#### TEXT TO READ
# 🧠 Feature Engineering - Credit Risk Modeling Project

This document outlines the complete **feature engineering workflow** applied to the Home Credit Default Risk dataset. The goal is to transform raw data into meaningful features that improve model performance and interpretability.

---

## 🔹 1. Data Cleaning

- Converted all `DAYS_*` columns from negative values to positive (e.g., `DAYS_BIRTH` to `AGE_YEARS`).
- Handled missing values for critical features such as `EXT_SOURCE_2`, `EXT_SOURCE_3`, and `OCCUPATION_TYPE` using imputation strategies.
- Ensured consistent binary flag formatting (0/1) across all `FLAG_*` columns.

---

## 🔹 2. Categorical Encoding

- **Label Encoding** for binary categorical variables (e.g., `CODE_GENDER`, `FLAG_OWN_CAR`, `FLAG_OWN_REALTY`).
########
◆ **DIRECTIVE 1**
Copy the part of the feature engineering document from "# 🧠 Feature" up to and including "performance and interpretability.".
◆ **DIRECTIVE 2**
According to the feature engineering document, what is the purpose of turning the raw dataset into new features?
#### MATERIAL PROVIDED
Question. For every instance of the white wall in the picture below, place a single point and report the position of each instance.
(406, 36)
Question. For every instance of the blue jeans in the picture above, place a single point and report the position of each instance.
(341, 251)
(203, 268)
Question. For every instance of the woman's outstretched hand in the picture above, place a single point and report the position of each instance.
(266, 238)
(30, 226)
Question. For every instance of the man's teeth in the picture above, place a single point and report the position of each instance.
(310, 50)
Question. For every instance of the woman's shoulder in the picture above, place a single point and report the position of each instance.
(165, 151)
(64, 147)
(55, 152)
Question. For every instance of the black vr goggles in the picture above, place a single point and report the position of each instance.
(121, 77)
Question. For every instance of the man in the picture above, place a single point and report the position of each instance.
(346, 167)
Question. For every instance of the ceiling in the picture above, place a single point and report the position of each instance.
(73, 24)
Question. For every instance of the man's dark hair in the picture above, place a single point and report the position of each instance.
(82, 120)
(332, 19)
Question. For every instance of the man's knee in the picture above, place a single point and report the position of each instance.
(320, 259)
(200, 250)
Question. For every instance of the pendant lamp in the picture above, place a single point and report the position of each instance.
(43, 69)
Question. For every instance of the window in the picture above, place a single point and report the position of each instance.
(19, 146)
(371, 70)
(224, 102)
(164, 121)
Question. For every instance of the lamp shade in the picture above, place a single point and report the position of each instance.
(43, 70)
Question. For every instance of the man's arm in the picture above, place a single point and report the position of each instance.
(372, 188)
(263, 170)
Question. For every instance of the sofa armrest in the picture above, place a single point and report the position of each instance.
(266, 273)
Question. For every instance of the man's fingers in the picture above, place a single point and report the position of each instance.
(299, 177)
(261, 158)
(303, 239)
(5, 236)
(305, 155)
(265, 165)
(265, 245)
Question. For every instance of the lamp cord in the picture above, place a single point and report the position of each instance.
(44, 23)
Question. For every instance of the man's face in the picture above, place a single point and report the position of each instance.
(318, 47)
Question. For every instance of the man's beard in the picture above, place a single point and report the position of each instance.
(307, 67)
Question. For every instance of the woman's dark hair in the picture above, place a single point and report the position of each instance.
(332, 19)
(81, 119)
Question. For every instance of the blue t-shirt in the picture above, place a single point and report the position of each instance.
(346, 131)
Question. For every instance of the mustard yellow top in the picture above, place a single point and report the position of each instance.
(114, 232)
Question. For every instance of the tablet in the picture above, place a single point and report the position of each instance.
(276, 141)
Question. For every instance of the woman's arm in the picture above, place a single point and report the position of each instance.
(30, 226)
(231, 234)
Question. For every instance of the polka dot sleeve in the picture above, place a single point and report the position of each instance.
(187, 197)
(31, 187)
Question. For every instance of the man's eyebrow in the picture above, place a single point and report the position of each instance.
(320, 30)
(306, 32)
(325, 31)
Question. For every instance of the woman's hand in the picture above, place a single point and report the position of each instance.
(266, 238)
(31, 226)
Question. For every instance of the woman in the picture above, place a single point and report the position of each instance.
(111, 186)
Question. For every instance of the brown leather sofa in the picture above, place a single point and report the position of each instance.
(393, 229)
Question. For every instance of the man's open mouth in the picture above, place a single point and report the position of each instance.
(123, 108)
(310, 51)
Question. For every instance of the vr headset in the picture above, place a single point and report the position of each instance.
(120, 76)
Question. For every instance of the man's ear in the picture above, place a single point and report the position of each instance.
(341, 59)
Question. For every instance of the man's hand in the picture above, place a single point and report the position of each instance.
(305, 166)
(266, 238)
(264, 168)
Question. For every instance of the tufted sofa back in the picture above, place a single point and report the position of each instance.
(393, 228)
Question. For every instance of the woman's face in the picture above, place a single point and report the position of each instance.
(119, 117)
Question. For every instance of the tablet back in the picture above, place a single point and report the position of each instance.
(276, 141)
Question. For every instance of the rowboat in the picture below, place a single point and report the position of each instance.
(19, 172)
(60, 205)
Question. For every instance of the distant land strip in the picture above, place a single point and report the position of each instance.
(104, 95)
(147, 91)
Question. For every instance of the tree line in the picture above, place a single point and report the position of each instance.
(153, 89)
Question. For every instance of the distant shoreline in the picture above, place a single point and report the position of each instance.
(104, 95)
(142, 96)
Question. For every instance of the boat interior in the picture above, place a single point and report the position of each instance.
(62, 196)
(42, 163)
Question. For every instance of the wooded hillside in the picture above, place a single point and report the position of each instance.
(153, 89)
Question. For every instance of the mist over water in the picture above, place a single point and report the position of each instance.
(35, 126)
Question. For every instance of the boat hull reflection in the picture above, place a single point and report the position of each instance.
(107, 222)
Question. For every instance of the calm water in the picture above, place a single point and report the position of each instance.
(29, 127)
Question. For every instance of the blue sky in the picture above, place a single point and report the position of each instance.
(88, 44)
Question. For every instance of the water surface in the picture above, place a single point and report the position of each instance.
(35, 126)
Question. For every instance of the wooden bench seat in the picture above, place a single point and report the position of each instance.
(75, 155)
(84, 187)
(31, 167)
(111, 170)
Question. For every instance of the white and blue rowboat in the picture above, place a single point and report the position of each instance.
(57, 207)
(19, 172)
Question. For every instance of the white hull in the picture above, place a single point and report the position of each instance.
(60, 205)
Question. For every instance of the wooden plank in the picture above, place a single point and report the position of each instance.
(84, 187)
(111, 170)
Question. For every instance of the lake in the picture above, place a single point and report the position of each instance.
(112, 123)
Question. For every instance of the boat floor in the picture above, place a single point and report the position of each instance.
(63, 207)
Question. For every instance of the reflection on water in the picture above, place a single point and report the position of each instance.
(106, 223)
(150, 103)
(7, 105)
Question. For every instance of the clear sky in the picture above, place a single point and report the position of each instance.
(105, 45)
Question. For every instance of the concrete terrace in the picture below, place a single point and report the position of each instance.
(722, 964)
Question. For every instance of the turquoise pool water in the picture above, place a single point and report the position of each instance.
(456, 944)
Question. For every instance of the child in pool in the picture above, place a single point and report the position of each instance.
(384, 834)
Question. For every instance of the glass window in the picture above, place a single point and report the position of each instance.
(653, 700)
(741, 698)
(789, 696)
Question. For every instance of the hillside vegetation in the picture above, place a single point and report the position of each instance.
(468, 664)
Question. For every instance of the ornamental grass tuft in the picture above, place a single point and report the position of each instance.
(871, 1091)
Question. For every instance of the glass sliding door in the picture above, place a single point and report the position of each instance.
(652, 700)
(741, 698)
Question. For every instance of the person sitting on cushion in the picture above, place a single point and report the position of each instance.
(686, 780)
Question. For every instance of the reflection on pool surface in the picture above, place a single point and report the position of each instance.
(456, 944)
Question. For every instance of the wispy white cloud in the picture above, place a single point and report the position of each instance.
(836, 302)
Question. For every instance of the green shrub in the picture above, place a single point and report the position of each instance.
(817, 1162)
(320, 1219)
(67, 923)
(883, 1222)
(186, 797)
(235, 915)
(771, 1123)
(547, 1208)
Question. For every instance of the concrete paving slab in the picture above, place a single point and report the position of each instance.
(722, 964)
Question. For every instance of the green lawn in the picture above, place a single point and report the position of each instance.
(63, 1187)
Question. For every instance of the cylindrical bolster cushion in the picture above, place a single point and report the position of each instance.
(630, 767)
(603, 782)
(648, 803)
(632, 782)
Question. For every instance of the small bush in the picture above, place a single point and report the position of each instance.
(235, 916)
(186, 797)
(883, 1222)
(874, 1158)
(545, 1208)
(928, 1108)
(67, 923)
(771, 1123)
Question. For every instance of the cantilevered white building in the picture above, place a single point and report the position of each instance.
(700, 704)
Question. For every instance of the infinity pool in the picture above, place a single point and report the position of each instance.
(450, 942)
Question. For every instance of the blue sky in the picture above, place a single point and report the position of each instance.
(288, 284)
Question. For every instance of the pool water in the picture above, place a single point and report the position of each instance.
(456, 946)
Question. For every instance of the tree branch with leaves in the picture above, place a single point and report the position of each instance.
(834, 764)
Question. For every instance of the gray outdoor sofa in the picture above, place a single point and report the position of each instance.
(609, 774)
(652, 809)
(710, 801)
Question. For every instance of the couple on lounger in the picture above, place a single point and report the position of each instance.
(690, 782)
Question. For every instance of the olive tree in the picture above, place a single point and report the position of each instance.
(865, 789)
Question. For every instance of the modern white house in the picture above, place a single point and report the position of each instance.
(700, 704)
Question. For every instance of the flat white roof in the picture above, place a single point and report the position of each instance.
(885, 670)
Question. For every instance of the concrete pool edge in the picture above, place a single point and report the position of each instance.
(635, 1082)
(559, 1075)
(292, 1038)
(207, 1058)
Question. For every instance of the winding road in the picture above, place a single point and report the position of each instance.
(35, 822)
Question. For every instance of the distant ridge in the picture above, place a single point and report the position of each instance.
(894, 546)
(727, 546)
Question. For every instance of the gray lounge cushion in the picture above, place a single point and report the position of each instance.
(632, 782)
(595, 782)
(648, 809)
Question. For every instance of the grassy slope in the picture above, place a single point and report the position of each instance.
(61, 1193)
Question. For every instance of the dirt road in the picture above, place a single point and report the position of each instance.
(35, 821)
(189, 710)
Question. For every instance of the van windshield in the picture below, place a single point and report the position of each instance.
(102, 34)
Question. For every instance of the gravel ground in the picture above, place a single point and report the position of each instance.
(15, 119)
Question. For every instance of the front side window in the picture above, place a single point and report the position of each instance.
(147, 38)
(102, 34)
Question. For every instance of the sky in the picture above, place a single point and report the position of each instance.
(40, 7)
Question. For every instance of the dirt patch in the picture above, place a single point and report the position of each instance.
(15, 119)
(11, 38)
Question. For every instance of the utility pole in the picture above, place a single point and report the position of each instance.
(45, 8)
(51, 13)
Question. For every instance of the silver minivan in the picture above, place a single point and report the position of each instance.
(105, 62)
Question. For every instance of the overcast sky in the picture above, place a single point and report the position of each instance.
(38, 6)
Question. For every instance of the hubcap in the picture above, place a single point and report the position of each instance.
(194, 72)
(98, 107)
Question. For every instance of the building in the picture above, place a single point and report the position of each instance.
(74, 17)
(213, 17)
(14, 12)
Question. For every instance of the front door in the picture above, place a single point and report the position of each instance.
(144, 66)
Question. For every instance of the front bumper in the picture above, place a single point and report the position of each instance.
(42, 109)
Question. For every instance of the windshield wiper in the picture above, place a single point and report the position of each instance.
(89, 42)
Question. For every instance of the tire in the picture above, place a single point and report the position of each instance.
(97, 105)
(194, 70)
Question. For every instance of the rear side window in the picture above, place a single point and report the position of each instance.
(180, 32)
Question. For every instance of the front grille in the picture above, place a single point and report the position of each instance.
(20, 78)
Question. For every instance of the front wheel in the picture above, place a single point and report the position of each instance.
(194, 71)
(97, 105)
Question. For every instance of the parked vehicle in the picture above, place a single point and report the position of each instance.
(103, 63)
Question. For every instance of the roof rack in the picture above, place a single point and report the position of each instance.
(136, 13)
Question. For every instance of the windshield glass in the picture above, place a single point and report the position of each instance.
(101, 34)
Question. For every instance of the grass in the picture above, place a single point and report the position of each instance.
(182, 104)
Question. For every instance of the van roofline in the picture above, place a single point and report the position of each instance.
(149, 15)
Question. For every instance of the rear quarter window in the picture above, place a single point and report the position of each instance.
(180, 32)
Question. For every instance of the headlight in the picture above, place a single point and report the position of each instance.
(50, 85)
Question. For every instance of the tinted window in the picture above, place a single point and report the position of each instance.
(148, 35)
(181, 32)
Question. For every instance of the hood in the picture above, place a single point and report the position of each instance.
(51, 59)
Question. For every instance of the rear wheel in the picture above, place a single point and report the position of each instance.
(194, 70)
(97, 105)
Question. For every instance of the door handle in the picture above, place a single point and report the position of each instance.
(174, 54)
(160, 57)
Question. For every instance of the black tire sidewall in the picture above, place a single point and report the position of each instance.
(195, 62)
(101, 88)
########
◆ **PROBLEM SOLUTION 1**
# 🧠 Feature Engineering - Credit Risk Modeling Project

This document outlines the complete **feature engineering workflow** applied to the Home Credit Default Risk dataset. The goal is to transform raw data into meaningful features that improve model performance and interpretability.

◆ **PROBLEM SOLUTION 2**
The raw data is turned into meaningful features so that the model performs better and is easier to interpret.